* **Exercise objective**:
Lay out every line of the material below as a numbered list, leaving out any blank lines.

* **Rows of box annotation data**:
____________

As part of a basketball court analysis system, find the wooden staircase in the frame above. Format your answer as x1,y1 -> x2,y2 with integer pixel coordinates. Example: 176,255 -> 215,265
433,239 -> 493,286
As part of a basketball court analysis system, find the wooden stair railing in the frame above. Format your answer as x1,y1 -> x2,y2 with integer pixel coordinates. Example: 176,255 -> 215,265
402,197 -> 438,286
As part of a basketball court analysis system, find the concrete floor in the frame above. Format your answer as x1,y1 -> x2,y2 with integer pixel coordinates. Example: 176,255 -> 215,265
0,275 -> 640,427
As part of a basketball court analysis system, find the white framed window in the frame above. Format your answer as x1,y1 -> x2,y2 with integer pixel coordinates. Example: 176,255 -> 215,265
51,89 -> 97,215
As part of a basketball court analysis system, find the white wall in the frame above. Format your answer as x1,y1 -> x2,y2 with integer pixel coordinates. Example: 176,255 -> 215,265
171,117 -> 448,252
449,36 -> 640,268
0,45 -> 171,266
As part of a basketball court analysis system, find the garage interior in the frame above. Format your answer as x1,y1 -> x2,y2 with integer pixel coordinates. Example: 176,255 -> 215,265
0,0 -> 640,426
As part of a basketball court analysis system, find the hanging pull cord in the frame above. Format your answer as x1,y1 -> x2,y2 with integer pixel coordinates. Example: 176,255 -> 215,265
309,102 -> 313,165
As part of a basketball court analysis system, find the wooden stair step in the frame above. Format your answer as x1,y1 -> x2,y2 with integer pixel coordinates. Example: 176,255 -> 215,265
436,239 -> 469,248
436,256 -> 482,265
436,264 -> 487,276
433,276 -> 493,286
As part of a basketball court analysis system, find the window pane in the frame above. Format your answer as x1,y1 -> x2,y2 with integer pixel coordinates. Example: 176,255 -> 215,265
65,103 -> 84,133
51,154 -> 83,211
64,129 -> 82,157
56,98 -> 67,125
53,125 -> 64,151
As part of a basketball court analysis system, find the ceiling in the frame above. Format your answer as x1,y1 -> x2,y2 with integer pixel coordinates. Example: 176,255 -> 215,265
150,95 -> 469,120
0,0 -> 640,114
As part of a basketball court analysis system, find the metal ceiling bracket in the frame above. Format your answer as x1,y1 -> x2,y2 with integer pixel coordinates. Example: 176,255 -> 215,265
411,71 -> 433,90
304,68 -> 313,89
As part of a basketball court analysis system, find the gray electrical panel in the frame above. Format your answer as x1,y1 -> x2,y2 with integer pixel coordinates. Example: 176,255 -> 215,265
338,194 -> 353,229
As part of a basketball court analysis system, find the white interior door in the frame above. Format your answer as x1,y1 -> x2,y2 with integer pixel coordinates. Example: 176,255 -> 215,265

____________

* **Response below**:
1. As part of a basketball court analysis system, find the wooden staircase in the frame above. Format your answer as x1,y1 -> x2,y2 with integer pixel coordinates. Example: 176,255 -> 215,265
2. 433,239 -> 493,286
3. As part of a basketball court analysis system, find the wooden stair railing in the frame above. Format your answer as x1,y1 -> x2,y2 with integer pixel coordinates. Example: 176,255 -> 215,265
4. 402,197 -> 438,286
5. As part of a basketball court analysis system, find the concrete floor in the frame above. Format your answer as x1,y1 -> x2,y2 with integer pixel coordinates. Example: 176,255 -> 215,265
6. 0,275 -> 640,427
7. As part of a basketball court analysis system, find the white framed window in the frame above. Format your answer as x1,y1 -> x2,y2 with integer pixel coordinates. Example: 176,255 -> 215,265
8. 51,89 -> 97,215
9. As part of a basketball court analysis system, find the white wall in the frame above. Format your answer as x1,y1 -> x2,y2 with integer pixel coordinates. Example: 176,255 -> 215,265
10. 171,117 -> 448,252
11. 449,36 -> 640,268
12. 0,45 -> 171,266
13. As part of a basketball court analysis system, find the garage interior in the frame above. Format your answer as x1,y1 -> x2,y2 with integer pixel coordinates. Example: 176,255 -> 215,265
14. 0,0 -> 640,426
15. As part of a basketball court analysis system, find the hanging pull cord in the frame above. Format your answer as x1,y1 -> x2,y2 with integer pixel coordinates. Example: 176,255 -> 215,265
16. 309,102 -> 313,165
17. As part of a basketball court analysis system, find the wooden stair step in the frame above. Format your answer as x1,y1 -> x2,y2 with integer pixel coordinates. Example: 176,255 -> 215,265
18. 436,239 -> 469,248
19. 436,256 -> 482,265
20. 436,264 -> 487,276
21. 433,276 -> 493,286
22. As part of a basketball court analysis system, find the window pane in the frame above. Format your answer as x1,y1 -> x2,y2 with integer pixel coordinates. Example: 176,255 -> 215,265
23. 65,103 -> 84,133
24. 51,154 -> 83,211
25. 64,129 -> 82,157
26. 56,98 -> 67,125
27. 53,125 -> 64,151
28. As part of a basketball court analysis system, find the ceiling in the frame above. Format your answer as x1,y1 -> x2,y2 with integer pixel coordinates. Example: 176,255 -> 215,265
29. 150,95 -> 469,120
30. 0,0 -> 640,114
31. As part of a basketball court analysis system, find the metal ceiling bracket in the frame above. Format your answer as x1,y1 -> x2,y2 with integer pixel coordinates. Example: 176,255 -> 215,265
32. 411,71 -> 433,90
33. 304,68 -> 313,89
34. As part of a basketball court analysis system, find the gray electrical panel in the frame above. Format your answer as x1,y1 -> x2,y2 with integer pixel coordinates. Example: 176,255 -> 215,265
35. 338,194 -> 353,229
36. As part of a basketball court analysis system, find the white interior door in the frame above. Format your answer as x1,y1 -> x2,y2 with integer pixel coordinates. Example: 176,255 -> 215,265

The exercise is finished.